Pick out every line in the material below that contains the word "face" and copy each of those lines.
_ _ _ _ _
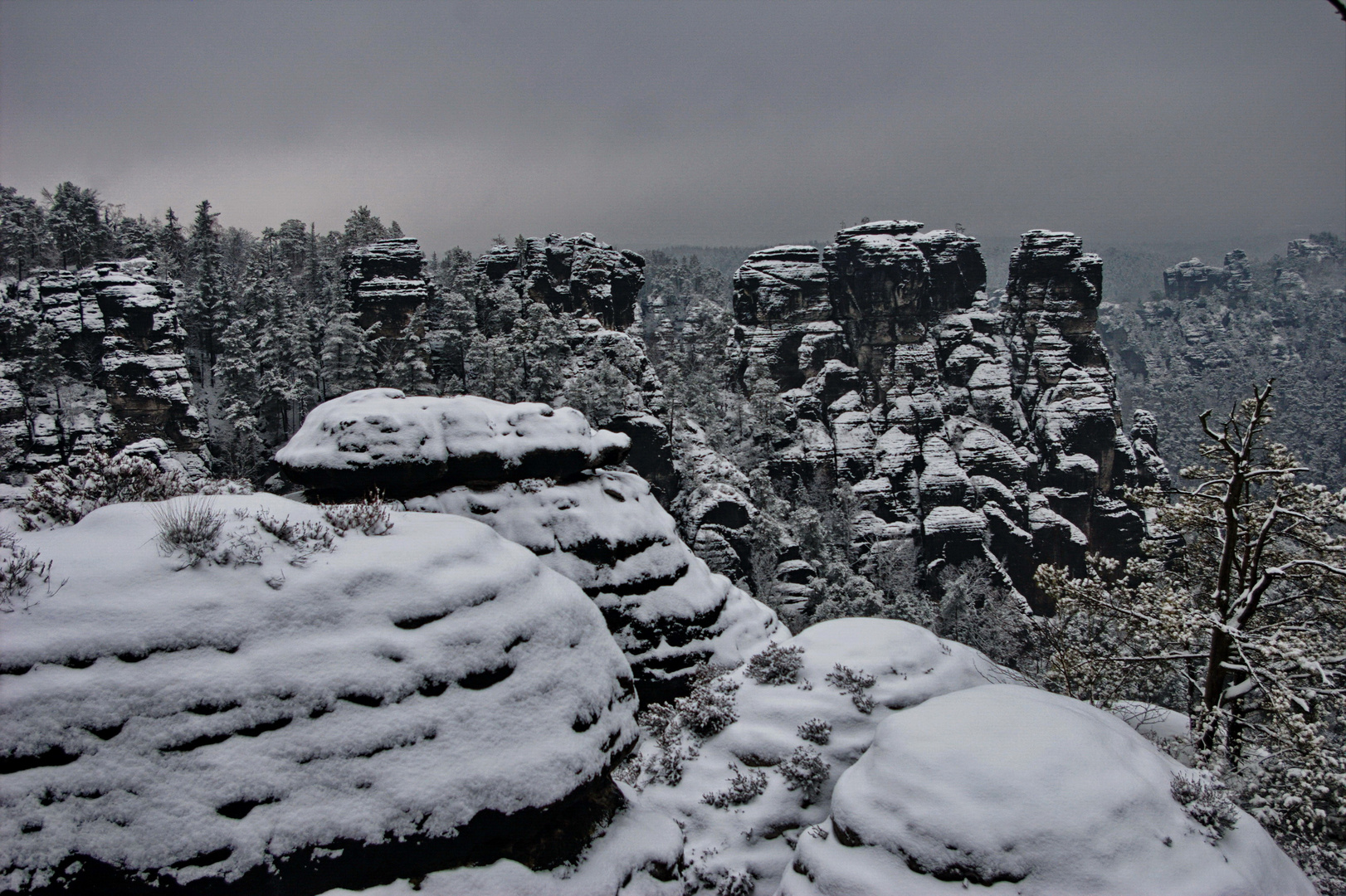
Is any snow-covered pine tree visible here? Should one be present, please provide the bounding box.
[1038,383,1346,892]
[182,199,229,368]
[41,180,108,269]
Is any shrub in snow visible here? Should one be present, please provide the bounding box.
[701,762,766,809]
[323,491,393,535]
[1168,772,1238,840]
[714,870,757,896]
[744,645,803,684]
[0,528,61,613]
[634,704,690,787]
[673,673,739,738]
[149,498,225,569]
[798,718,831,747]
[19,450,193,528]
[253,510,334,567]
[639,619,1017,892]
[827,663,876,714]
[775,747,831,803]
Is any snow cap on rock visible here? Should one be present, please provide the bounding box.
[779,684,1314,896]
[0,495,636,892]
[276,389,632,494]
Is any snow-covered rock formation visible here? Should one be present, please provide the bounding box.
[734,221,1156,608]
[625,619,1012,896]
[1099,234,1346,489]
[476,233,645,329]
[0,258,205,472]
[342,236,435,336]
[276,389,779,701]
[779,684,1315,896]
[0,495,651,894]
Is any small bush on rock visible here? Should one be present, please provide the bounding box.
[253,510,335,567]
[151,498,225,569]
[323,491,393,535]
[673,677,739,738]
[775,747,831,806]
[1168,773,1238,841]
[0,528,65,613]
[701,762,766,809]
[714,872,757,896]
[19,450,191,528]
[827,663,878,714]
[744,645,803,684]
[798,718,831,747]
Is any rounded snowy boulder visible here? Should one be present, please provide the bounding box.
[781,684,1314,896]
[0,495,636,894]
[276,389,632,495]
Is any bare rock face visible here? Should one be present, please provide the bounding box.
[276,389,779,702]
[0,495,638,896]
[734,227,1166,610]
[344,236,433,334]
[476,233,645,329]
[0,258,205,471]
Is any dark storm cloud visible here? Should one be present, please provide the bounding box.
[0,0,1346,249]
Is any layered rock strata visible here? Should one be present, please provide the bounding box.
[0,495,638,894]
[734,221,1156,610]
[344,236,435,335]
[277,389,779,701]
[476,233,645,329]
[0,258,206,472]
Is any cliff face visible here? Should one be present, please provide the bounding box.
_ _ _ _ _
- Solution:
Is any bare rock face visible here? Should one be present, please provide the bounding box.
Is any cliff face visible here? Should one be present, please provide the bounding box.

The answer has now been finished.